Exercise aim: Could you rewrite the items as a two-column CSV with the headers "query" and "points", starting with the line containing "Would you point out the red" and continuing through the end of the items? Give one row per item, with its text and its answer each in a single quoted field and line breaks turned into spaces.

Material provided:
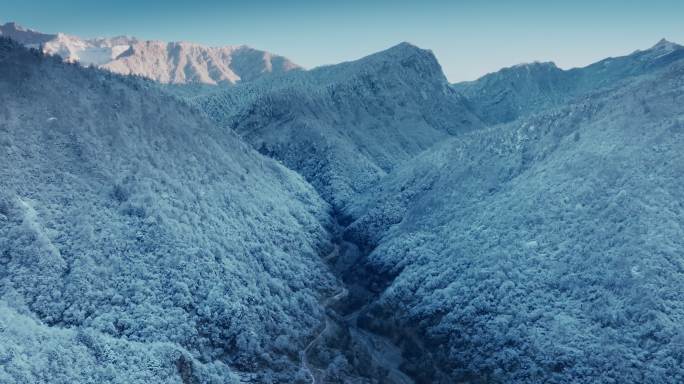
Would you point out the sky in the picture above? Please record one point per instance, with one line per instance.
(469, 38)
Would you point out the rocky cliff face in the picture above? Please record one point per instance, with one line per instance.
(165, 62)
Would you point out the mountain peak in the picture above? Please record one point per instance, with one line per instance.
(665, 45)
(25, 36)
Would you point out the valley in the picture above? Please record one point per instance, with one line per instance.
(365, 222)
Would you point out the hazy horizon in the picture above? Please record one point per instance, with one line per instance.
(469, 39)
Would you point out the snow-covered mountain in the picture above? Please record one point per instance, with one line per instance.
(165, 62)
(546, 249)
(527, 88)
(140, 243)
(345, 126)
(525, 227)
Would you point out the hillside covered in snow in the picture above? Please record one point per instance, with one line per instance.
(345, 126)
(366, 222)
(139, 243)
(525, 227)
(165, 62)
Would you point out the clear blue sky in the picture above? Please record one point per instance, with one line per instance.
(470, 38)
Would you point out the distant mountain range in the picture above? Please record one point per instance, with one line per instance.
(165, 62)
(365, 222)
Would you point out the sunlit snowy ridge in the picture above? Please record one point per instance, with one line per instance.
(365, 222)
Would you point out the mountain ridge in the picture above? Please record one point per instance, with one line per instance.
(165, 62)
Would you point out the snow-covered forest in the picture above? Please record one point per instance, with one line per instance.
(365, 222)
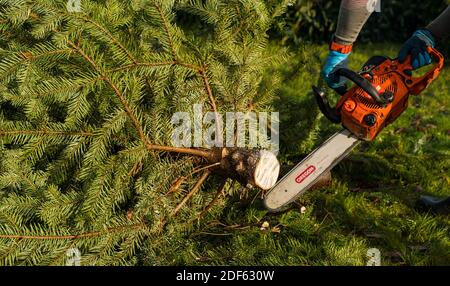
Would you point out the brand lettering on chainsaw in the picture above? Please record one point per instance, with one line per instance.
(305, 174)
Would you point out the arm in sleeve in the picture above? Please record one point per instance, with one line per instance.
(353, 14)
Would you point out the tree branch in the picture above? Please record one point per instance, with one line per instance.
(46, 132)
(77, 236)
(166, 29)
(132, 116)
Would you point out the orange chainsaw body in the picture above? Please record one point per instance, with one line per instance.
(365, 117)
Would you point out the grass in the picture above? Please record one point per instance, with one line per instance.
(372, 199)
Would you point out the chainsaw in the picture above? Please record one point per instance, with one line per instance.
(378, 97)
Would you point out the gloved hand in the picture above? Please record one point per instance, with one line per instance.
(416, 46)
(334, 61)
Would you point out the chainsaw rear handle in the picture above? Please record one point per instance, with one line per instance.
(417, 84)
(362, 83)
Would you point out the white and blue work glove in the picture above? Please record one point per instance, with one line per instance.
(416, 46)
(337, 58)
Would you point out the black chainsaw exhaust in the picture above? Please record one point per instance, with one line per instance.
(331, 112)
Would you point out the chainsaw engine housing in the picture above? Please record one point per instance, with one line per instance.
(379, 96)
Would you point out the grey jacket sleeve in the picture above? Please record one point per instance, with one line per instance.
(440, 27)
(353, 14)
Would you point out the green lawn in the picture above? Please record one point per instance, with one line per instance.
(372, 200)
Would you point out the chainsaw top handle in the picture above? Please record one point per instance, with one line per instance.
(362, 83)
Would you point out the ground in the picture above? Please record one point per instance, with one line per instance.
(371, 202)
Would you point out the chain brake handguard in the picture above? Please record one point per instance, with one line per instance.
(379, 96)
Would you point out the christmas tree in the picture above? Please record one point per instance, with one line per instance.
(87, 93)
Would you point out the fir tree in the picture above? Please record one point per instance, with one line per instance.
(86, 101)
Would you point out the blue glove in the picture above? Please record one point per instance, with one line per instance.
(334, 61)
(416, 46)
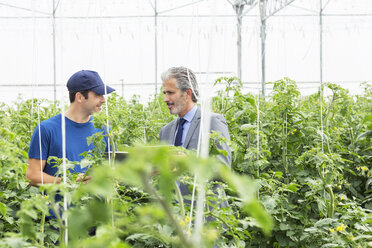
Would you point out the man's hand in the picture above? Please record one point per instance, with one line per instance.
(84, 178)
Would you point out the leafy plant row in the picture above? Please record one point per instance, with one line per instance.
(304, 161)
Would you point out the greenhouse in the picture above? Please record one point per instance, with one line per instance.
(186, 123)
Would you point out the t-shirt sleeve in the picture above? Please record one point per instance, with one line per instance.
(34, 151)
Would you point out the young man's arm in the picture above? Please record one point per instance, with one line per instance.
(35, 172)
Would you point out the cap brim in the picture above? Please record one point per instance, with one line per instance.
(100, 90)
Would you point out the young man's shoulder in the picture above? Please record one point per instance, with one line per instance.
(52, 121)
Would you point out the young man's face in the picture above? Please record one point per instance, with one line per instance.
(174, 98)
(94, 102)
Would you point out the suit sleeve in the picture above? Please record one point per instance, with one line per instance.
(218, 124)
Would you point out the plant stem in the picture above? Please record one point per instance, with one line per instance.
(180, 200)
(184, 241)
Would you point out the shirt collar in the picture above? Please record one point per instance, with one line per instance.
(190, 115)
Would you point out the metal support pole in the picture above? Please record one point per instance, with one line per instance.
(262, 8)
(156, 46)
(122, 88)
(238, 7)
(321, 42)
(54, 51)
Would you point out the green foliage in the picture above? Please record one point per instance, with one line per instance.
(297, 180)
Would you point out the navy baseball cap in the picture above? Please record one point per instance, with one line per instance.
(87, 80)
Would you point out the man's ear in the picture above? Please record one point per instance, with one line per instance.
(189, 92)
(78, 97)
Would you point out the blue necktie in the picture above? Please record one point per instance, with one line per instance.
(178, 140)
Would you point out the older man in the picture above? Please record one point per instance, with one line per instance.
(181, 93)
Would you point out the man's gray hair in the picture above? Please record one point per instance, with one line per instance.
(185, 79)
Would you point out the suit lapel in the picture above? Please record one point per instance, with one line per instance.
(194, 124)
(172, 132)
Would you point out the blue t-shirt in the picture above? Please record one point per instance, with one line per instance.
(51, 141)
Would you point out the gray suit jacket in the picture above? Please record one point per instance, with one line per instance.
(218, 124)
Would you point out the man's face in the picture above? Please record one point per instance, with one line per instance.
(174, 98)
(94, 102)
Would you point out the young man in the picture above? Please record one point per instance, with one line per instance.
(181, 93)
(86, 92)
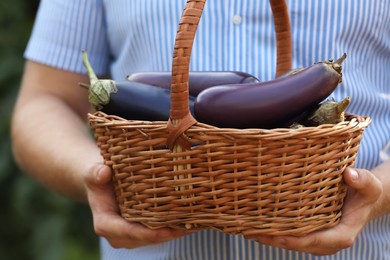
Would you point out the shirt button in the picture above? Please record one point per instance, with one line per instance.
(237, 19)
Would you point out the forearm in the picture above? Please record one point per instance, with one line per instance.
(50, 136)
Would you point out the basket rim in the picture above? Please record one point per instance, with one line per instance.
(101, 119)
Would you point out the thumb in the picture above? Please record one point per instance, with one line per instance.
(98, 174)
(364, 183)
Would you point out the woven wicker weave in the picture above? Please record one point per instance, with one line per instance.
(186, 174)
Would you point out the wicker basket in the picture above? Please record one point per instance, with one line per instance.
(185, 174)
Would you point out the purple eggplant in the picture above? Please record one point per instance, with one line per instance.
(197, 80)
(128, 99)
(268, 104)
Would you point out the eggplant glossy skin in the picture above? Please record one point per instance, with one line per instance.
(267, 104)
(198, 80)
(138, 101)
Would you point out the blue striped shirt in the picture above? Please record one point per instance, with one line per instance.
(126, 36)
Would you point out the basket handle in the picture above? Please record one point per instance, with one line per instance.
(180, 117)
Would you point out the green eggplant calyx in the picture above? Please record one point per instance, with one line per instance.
(99, 90)
(329, 112)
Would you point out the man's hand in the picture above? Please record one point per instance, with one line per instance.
(359, 208)
(107, 221)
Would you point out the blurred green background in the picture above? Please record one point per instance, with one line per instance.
(34, 223)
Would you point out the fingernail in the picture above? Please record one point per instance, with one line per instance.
(99, 174)
(354, 174)
(281, 241)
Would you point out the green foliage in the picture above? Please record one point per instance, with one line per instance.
(35, 222)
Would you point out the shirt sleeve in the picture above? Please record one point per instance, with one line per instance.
(62, 29)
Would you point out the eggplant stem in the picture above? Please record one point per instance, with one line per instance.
(84, 85)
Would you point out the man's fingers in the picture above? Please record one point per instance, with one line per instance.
(363, 183)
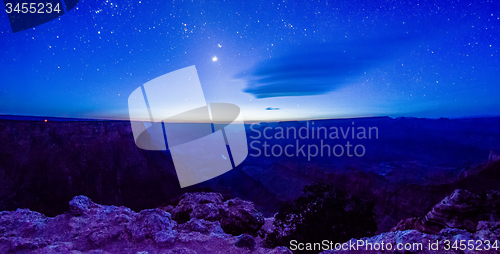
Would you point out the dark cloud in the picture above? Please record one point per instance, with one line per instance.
(319, 69)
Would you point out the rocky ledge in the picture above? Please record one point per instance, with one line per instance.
(201, 223)
(461, 217)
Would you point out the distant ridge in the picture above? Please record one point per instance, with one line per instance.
(51, 118)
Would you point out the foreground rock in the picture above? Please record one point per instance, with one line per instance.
(236, 216)
(94, 228)
(462, 222)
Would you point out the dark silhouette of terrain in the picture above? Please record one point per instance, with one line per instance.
(412, 165)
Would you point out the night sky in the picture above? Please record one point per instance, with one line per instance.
(277, 60)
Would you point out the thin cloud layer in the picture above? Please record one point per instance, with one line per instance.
(318, 69)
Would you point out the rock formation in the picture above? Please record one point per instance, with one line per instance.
(461, 216)
(92, 228)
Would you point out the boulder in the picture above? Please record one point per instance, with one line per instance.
(240, 216)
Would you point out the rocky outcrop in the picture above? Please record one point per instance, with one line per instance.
(461, 217)
(93, 228)
(418, 242)
(462, 209)
(236, 216)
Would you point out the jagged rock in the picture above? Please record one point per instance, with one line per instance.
(240, 216)
(493, 157)
(459, 216)
(245, 241)
(267, 228)
(202, 226)
(236, 216)
(461, 209)
(198, 205)
(93, 228)
(155, 224)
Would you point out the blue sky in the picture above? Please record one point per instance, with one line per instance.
(304, 60)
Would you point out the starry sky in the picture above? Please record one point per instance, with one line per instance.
(276, 60)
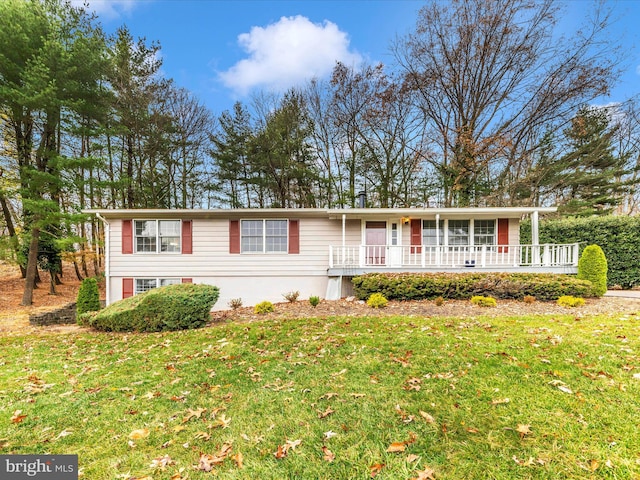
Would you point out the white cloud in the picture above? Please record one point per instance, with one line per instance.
(107, 9)
(287, 53)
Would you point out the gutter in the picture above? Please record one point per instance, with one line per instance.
(107, 249)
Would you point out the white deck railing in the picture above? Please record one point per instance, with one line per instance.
(388, 256)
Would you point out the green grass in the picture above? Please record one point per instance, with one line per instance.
(366, 380)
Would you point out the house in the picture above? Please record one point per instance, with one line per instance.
(261, 254)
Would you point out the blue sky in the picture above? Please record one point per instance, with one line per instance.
(223, 50)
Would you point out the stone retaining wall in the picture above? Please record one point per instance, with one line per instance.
(62, 315)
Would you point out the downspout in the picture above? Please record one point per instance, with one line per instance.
(107, 266)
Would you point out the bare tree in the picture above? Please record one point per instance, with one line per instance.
(491, 77)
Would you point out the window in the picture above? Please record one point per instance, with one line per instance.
(429, 232)
(153, 236)
(146, 284)
(458, 232)
(264, 236)
(484, 232)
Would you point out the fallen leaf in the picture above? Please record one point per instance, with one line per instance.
(523, 430)
(326, 413)
(328, 456)
(426, 474)
(376, 468)
(18, 417)
(162, 462)
(396, 447)
(427, 417)
(138, 434)
(197, 413)
(238, 458)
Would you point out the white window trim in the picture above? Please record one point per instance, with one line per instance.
(264, 236)
(157, 279)
(157, 252)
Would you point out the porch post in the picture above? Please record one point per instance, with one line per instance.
(438, 257)
(534, 228)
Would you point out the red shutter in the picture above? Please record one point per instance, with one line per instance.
(187, 242)
(416, 235)
(234, 236)
(127, 237)
(294, 236)
(127, 287)
(503, 234)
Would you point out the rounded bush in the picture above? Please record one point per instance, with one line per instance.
(377, 300)
(569, 301)
(592, 266)
(263, 307)
(173, 307)
(88, 299)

Task response:
query,points
"Would you point out the red shutter in the picture above? Please record one point per instance, with one line per instance.","(187, 242) (416, 235) (234, 236) (127, 237) (294, 236) (127, 287) (503, 234)"
"Would you point out the rounded bush in the picture above? Please record one point per instance, with one line per instance.","(377, 300) (569, 301) (592, 266) (263, 307) (173, 307) (88, 299)"